═══ Recorded data ═══

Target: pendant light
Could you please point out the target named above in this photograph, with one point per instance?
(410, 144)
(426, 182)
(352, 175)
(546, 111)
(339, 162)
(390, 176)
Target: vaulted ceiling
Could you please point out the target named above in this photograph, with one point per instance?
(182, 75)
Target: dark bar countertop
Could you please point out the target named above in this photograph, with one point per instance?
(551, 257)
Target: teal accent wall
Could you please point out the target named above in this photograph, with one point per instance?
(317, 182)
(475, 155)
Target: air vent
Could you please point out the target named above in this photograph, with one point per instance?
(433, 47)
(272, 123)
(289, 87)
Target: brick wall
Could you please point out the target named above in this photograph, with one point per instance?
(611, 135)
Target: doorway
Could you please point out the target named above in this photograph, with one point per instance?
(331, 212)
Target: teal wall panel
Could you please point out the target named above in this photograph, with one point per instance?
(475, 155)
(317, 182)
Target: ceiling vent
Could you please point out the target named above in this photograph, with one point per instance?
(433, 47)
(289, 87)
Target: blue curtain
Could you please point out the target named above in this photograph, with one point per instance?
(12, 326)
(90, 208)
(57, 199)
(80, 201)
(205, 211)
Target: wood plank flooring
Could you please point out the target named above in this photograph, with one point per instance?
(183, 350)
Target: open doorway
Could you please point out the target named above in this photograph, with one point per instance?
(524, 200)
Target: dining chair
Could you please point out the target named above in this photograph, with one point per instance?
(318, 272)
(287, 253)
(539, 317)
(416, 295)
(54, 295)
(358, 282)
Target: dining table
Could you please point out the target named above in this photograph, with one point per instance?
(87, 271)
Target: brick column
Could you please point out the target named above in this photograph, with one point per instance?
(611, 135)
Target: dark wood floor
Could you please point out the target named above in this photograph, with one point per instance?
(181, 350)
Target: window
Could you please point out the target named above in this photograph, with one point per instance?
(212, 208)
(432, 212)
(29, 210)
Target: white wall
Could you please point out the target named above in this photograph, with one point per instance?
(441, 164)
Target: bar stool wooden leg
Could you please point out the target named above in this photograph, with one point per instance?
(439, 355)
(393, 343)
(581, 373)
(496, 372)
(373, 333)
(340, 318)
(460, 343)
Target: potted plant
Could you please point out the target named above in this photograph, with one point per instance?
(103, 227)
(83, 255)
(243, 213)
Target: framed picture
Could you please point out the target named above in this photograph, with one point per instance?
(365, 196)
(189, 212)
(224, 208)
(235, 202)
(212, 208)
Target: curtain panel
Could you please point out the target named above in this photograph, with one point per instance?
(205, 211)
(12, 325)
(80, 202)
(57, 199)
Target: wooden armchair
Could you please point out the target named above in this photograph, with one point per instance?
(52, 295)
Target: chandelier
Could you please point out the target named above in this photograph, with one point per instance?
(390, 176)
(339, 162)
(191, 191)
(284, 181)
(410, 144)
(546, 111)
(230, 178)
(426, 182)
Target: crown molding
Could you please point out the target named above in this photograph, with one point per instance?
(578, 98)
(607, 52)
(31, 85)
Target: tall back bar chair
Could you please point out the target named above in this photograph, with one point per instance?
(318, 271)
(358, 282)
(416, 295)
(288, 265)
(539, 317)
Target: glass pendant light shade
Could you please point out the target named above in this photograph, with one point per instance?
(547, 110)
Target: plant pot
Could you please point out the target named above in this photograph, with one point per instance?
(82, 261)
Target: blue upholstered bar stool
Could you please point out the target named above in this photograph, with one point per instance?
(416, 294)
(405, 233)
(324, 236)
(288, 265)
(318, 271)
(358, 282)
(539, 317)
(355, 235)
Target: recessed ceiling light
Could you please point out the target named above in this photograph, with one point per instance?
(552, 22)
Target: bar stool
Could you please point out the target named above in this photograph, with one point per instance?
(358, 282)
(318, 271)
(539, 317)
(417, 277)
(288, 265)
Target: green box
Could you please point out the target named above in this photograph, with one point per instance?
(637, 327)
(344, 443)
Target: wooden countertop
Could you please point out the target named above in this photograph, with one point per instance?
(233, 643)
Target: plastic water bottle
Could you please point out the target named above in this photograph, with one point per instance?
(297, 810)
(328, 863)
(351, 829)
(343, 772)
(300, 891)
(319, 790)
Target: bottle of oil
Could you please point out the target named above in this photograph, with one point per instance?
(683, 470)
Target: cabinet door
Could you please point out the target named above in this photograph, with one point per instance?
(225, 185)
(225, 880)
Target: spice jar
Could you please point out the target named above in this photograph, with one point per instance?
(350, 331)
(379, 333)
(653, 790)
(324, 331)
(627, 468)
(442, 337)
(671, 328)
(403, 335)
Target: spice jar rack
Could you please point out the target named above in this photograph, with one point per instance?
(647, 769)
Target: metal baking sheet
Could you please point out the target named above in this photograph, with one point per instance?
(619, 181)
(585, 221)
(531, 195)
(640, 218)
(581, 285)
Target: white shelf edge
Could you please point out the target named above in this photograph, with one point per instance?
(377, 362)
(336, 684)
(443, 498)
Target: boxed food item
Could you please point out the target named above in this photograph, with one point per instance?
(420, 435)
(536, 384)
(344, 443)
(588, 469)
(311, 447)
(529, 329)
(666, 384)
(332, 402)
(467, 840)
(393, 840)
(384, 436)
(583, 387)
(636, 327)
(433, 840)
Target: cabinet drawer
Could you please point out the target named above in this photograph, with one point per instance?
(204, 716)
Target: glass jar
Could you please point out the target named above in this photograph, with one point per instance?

═══

• **Task objective**:
Copy everything from the line containing "Target: glass jar" down to the last line, substituting "image" for "photograph" and keeping all else unchanged.

• **Solution to this exercise**:
Target: glass jar
Could you please point out the target named above in this image, with one point per instance?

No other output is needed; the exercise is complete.